start GIVEN DATA
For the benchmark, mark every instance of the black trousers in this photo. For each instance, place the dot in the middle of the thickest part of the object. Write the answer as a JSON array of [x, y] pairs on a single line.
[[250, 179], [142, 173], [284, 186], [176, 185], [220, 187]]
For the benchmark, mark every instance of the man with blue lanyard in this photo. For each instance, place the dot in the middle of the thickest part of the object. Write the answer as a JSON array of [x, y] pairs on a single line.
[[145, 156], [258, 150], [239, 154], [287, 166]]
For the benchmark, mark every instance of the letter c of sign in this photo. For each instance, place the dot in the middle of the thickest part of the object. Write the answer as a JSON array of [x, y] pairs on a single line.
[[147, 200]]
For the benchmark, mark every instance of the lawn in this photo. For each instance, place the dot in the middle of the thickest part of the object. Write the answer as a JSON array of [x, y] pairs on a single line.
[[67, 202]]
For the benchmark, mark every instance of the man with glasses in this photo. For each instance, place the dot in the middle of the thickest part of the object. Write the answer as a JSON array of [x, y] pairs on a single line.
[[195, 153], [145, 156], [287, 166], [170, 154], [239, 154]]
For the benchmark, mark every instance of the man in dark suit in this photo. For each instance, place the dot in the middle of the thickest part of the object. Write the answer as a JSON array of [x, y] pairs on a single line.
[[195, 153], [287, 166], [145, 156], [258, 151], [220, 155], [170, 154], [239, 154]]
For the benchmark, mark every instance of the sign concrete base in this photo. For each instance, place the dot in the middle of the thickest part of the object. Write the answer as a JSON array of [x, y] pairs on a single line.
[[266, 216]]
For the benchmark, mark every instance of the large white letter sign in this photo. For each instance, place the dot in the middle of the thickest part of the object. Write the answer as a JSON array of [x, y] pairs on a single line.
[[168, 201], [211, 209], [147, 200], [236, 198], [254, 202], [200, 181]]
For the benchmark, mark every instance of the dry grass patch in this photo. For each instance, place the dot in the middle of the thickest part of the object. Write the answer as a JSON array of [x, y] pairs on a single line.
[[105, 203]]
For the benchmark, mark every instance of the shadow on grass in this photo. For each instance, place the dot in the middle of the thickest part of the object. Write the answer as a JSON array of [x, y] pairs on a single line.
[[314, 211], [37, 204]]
end GIVEN DATA
== GIVEN TASK ==
Format the records above as a numbered list with one line per item, leaving out any blank lines.

== CORRECT RESULT ==
1. For the benchmark, mark every instance of the black trousers in this photo. For each instance, place the dot in the middle of the thickest part of the object. Write the answer as a JSON array of [x, y] pairs on a single line.
2. [[250, 179], [142, 173], [284, 186], [176, 185], [220, 187]]
3. For the benchmark, mark every instance of the man with blue lanyard in this photo. For each instance, place the dot in the middle of the thickest part of the object. Write the answer as a JSON array of [x, y] pairs on a single line.
4. [[145, 156], [258, 150], [239, 154], [287, 166]]
5. For the benchmark, mark every instance of the letter c of sign in this photo. For each instance, place the dot in the middle of the thickest part of the object. Write the answer as a JSON array of [x, y] pairs on a single line.
6. [[147, 200]]
7. For the benchmark, mark every instance of the lawn in this photo. For each instance, place the dot in the middle of the thickest part of the object. Write the answer as a JSON array of [x, y] pairs on a single line.
8. [[67, 202]]
9. For the benchmark, mark every instance of the man with glasses in this photo. For each instance, place the dot in the middle of the thickest part of the object. Write the answer as a JSON array of [x, y] pairs on a single line.
10. [[195, 153], [145, 156], [287, 166], [170, 154], [239, 154]]
11. For the benchmark, mark every instance of the man in dark suit in this photo. For each instance, place the dot in the middle of the thickest part of the object. Write the answer as a JSON array of [x, y] pairs on a single line.
12. [[195, 153], [287, 166], [145, 156], [258, 151], [220, 155], [170, 154], [239, 154]]
13. For the benchmark, mark every instance of the sign concrete base in this photo. For each instance, place the dot in the middle of the thickest part of the object. Write the answer as a JSON array of [x, y] pairs on a single line.
14. [[266, 216]]
15. For the benchmark, mark every instance of the large white letter sign in this photo. For each instance, place the dot in the middle of the thickest part of the object. Write the answer as a JSON array of [x, y] pairs on a single line.
16. [[168, 201], [211, 209], [147, 200], [236, 198], [254, 202], [200, 181]]
17. For the benchmark, mark every instance of the dry grass patch in this photo. For each instance, place the dot in the middle of the thickest part of the object. Write the answer as a JSON array of [x, y] pairs on a single line.
18. [[105, 203]]
19. For the benchmark, mark every instance of the shadow on grass in this photo. For each instance, place the dot in the middle of the thickest part of the object. Write the answer as a JSON array of [x, y] pairs on a single line.
20. [[314, 211], [37, 204]]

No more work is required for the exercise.